─── Task inputs

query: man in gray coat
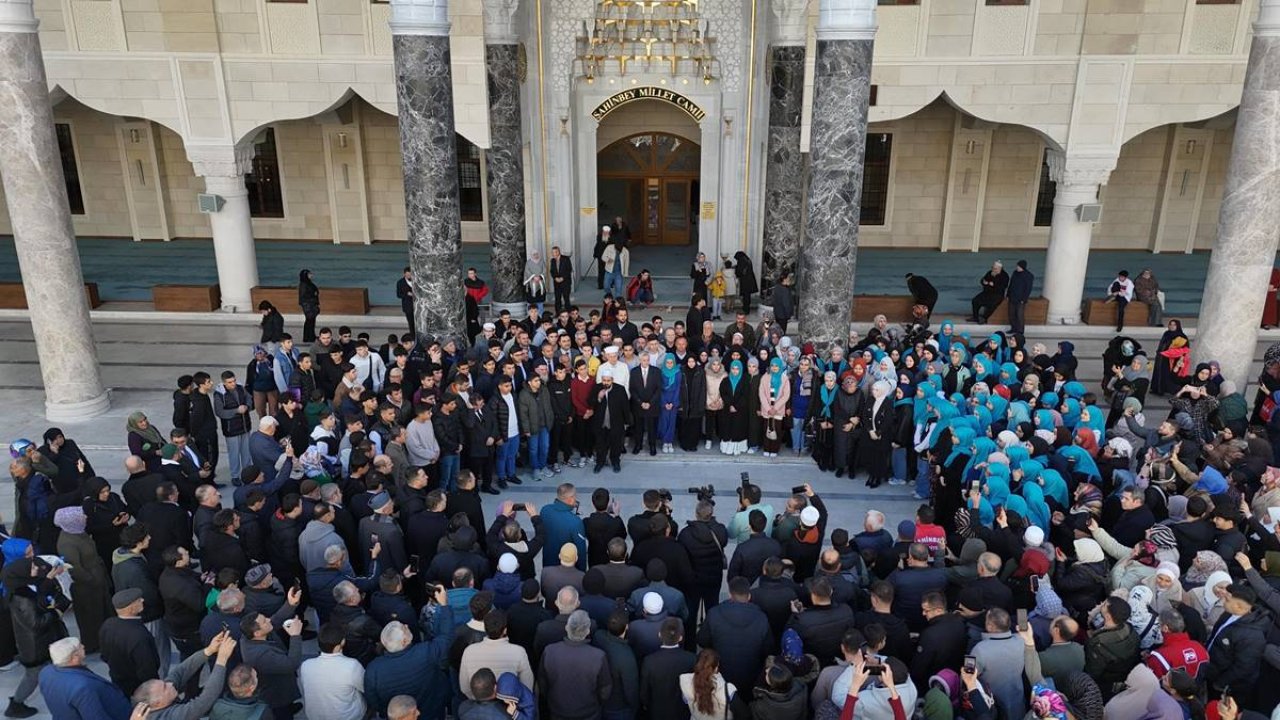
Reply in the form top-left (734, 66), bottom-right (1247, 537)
top-left (132, 630), bottom-right (236, 720)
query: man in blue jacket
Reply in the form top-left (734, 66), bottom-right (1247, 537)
top-left (40, 638), bottom-right (133, 720)
top-left (539, 483), bottom-right (586, 571)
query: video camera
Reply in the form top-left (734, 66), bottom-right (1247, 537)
top-left (689, 484), bottom-right (716, 505)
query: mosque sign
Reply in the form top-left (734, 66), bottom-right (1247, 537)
top-left (591, 86), bottom-right (707, 123)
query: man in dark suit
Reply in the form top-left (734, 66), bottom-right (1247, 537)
top-left (548, 245), bottom-right (573, 315)
top-left (631, 352), bottom-right (662, 455)
top-left (640, 618), bottom-right (695, 720)
top-left (396, 265), bottom-right (417, 337)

──────

**Written instruction:**
Put the lines of the items into a Markdown table with the columns Row and Item line, starting at the line that contains "query: video camera" and ending at the last line of the items, with both ends included and blank lines left out.

**Task answer:**
| Row | Item line |
|---|---|
| 1 | query: video camera |
| 2 | Reply in the form top-left (734, 66), bottom-right (1247, 537) |
| 3 | top-left (689, 484), bottom-right (716, 505) |
| 4 | query: mosque sign |
| 5 | Reply in the form top-left (734, 66), bottom-right (1247, 537) |
| 6 | top-left (591, 86), bottom-right (707, 123) |
| 7 | query: man in dark suit |
| 8 | Reply in the form top-left (734, 66), bottom-right (1247, 537) |
| 9 | top-left (548, 245), bottom-right (573, 315) |
| 10 | top-left (631, 352), bottom-right (662, 455) |
| 11 | top-left (640, 618), bottom-right (695, 720) |
| 12 | top-left (396, 265), bottom-right (417, 337) |